待辦事項: 將下方關於 Atlas 集成 Hive 的文章中，自“Atlas 2.1.0 實踐（3）——”起一直到“通過Atlas的架構，只要配置好Hive Hook ，那麼每次Hive做任何操作就會寫入Kafka從而被atlas接收。”為止的全部文字，一字不改地重抄一遍。

文本摘錄:
Atlas 2.1.0 實踐（3）—— Atlas集成HIve

原創

2021-01-26 13:13

Atlas集成Hive

在安裝好Atlas以後，如果想要使用起來，還要讓Atlas與其他組件建立聯繫。

其中最常用的就是Hive。

通過Atlas的架構，只要配置好Hive Hook ，那麼每次Hive做任何操作就會寫入Kafka從而被atlas接收。

並在Atlas中已圖的形式展示出來。

Hive Model

都會記錄Hive哪些操作信息呢？Altas對Hive Model進行了定義。

包含以下內容：

1、實體類型：

hive_db

類型： Asset

屬性：qualifiedName, name, description, owner, clusterName, location, parameters, ownerName

hive_table

類型：DataSet

屬性：qualifiedName, name, description, owner, db, createTime, lastAccessTime, comment, retention, sd, partitionKeys, columns, aliases, parameters, viewOriginalText, viewExpandedText, tableType, temporary

hive_column

類型：DataSet

屬性：qualifiedName, name, description, owner, type, comment, table

hive_storagedesc

類型：Referenceable

屬性： qualifiedName, table, location, inputFormat, outputFormat, compressed, numBuckets, serdeInfo, bucketCols, sortCols, parameters, storedAsSubDirectories

hive_process

類型：Process

屬性：qualifiedName, name, description, owner, inputs, outputs, startTime, endTime, userName, operationType, queryText, queryPlan, queryId, clusterName

hive_column_lineage

類型：Process

屬性：qualifiedName, name, description, owner, inputs, outputs, query, depenendencyType, expression

2、枚舉類型：

hive_principal_type 值：USER, ROLE, GROUP

3、構造類型

hive_order 屬性： col, order

hive_serde 屬性： name, serializationLib, parameters

HIve實體的結構：

hive_db.qualifiedName:     <dbName>@<clusterName>
hive_table.qualifiedName:  <dbName>.<tableName>@<clusterName>
hive_column.qualifiedName: <dbName>.<tableName>.<columnName>@<clusterName>
hive_process.queryString:  trimmed query string in lower case

配置Hive hook

hive hook會監聽hive的 create/update/delete 操作，下面是配置步驟：

1、修改hive-env.sh（指定包地址）

export HIVE_AUX_JARS_PATH=/opt/apps/apache-atlas-2.1.0/hook/hive

2、修改hive-site.xml（配置完需要重啓hive）

<property>
    <name>hive.exec.post.hooks</name>
    <value>org.apache.atlas.hive.hook.HiveHook</value>
</property>
1234

注意，這裏其實是執行後的監控，可以有執行前，執行中的監控。

資料記錄:
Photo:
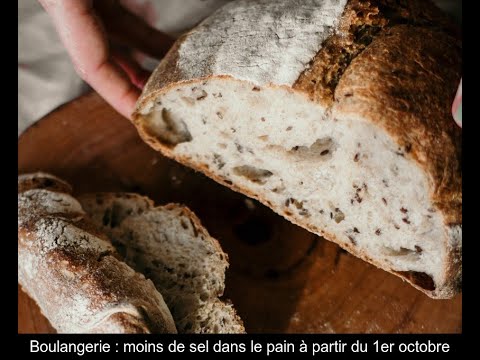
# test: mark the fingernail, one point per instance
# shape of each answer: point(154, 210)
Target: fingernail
point(457, 106)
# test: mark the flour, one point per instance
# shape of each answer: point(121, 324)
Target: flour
point(233, 45)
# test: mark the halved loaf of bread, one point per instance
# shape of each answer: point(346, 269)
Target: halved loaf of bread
point(170, 246)
point(336, 114)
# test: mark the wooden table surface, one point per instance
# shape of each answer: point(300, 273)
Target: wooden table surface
point(281, 279)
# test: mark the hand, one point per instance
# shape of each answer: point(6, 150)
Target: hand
point(457, 106)
point(86, 27)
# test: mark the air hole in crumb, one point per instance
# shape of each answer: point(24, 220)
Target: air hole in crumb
point(401, 251)
point(320, 149)
point(252, 173)
point(339, 216)
point(166, 127)
point(184, 224)
point(420, 279)
point(218, 161)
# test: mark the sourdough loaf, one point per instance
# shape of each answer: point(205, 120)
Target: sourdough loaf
point(72, 270)
point(335, 114)
point(170, 246)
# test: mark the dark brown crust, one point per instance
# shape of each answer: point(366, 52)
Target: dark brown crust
point(403, 81)
point(361, 22)
point(408, 92)
point(67, 272)
point(43, 181)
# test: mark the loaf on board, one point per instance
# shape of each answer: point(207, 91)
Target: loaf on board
point(335, 114)
point(72, 270)
point(170, 246)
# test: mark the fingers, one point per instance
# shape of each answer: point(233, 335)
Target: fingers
point(84, 38)
point(128, 29)
point(137, 75)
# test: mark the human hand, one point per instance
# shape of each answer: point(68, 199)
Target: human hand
point(88, 28)
point(457, 106)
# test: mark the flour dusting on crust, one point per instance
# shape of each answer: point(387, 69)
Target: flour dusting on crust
point(239, 49)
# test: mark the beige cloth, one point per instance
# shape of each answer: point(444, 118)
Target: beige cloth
point(46, 76)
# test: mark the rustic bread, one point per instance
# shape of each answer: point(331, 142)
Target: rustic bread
point(72, 270)
point(170, 246)
point(335, 114)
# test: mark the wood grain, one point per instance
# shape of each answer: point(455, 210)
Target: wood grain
point(281, 279)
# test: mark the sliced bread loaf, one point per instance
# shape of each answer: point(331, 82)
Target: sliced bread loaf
point(336, 114)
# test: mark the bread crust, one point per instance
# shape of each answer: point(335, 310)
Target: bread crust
point(402, 81)
point(97, 203)
point(73, 272)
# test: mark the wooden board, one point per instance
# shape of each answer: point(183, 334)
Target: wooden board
point(281, 278)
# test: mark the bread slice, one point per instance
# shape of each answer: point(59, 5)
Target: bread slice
point(170, 246)
point(72, 270)
point(335, 114)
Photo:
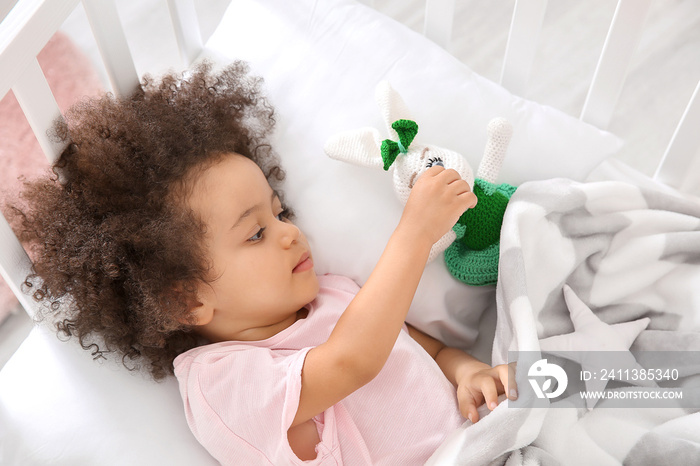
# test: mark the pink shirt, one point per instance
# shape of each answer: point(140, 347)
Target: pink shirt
point(241, 397)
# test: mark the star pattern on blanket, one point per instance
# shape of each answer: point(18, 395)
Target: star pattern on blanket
point(590, 338)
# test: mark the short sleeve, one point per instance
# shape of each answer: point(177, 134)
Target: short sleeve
point(240, 401)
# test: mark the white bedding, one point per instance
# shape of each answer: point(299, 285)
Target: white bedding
point(321, 62)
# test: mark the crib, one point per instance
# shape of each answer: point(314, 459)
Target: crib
point(321, 62)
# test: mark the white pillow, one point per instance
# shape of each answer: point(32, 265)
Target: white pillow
point(321, 62)
point(59, 407)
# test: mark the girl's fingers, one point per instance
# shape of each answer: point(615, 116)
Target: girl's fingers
point(506, 373)
point(488, 388)
point(467, 404)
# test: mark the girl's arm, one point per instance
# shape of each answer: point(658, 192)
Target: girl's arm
point(476, 382)
point(363, 337)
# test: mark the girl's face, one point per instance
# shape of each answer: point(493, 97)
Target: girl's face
point(262, 271)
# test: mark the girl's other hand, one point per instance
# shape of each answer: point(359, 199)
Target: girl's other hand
point(438, 198)
point(483, 387)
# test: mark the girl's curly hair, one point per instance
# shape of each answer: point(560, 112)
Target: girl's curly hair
point(117, 252)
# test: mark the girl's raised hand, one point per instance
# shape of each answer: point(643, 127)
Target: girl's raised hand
point(437, 200)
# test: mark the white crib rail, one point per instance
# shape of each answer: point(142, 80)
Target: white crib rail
point(24, 31)
point(683, 146)
point(618, 50)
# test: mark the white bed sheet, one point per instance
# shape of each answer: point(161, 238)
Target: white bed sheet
point(321, 61)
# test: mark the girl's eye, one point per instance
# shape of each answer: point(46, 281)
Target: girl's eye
point(434, 161)
point(257, 236)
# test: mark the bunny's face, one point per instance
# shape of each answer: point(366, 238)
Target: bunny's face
point(410, 166)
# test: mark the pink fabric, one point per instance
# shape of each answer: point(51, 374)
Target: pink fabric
point(240, 398)
point(71, 77)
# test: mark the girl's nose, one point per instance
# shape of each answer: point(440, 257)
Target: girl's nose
point(290, 233)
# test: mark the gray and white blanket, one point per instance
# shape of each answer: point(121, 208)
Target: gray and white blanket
point(589, 269)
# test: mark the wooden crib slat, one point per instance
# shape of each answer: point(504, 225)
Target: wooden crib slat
point(439, 15)
point(15, 265)
point(187, 33)
point(525, 28)
point(39, 106)
point(111, 41)
point(24, 32)
point(620, 44)
point(683, 146)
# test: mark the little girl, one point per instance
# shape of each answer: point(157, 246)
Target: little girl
point(165, 227)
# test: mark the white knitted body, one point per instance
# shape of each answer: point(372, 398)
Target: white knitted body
point(499, 133)
point(363, 147)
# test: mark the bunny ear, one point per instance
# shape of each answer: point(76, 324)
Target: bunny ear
point(359, 147)
point(391, 105)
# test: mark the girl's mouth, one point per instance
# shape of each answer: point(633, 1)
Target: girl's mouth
point(304, 264)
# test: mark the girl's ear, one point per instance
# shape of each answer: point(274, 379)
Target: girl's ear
point(359, 147)
point(198, 307)
point(391, 106)
point(202, 313)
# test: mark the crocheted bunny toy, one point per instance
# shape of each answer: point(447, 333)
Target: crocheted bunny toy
point(478, 230)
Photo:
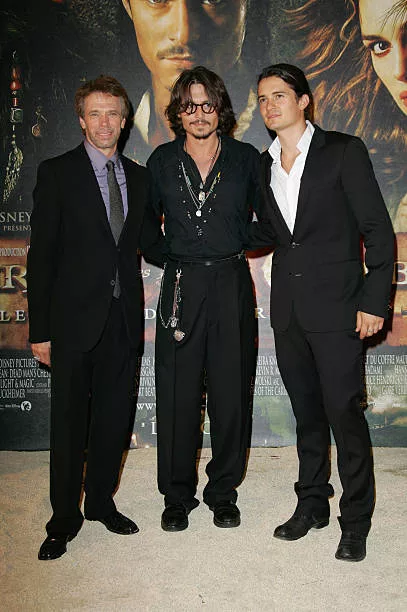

練習結果:
Atlas 2.1.0 實踐（3）—— Atlas集成HIve

原創

2021-01-26 13:13

Atlas集成Hive

在安裝好Atlas以後，如果想要使用起來，還要讓Atlas與其他組件建立聯繫。

其中最常用的就是Hive。

通過Atlas的架構，只要配置好Hive Hook ，那麼每次Hive做任何操作就會寫入Kafka從而被atlas接收。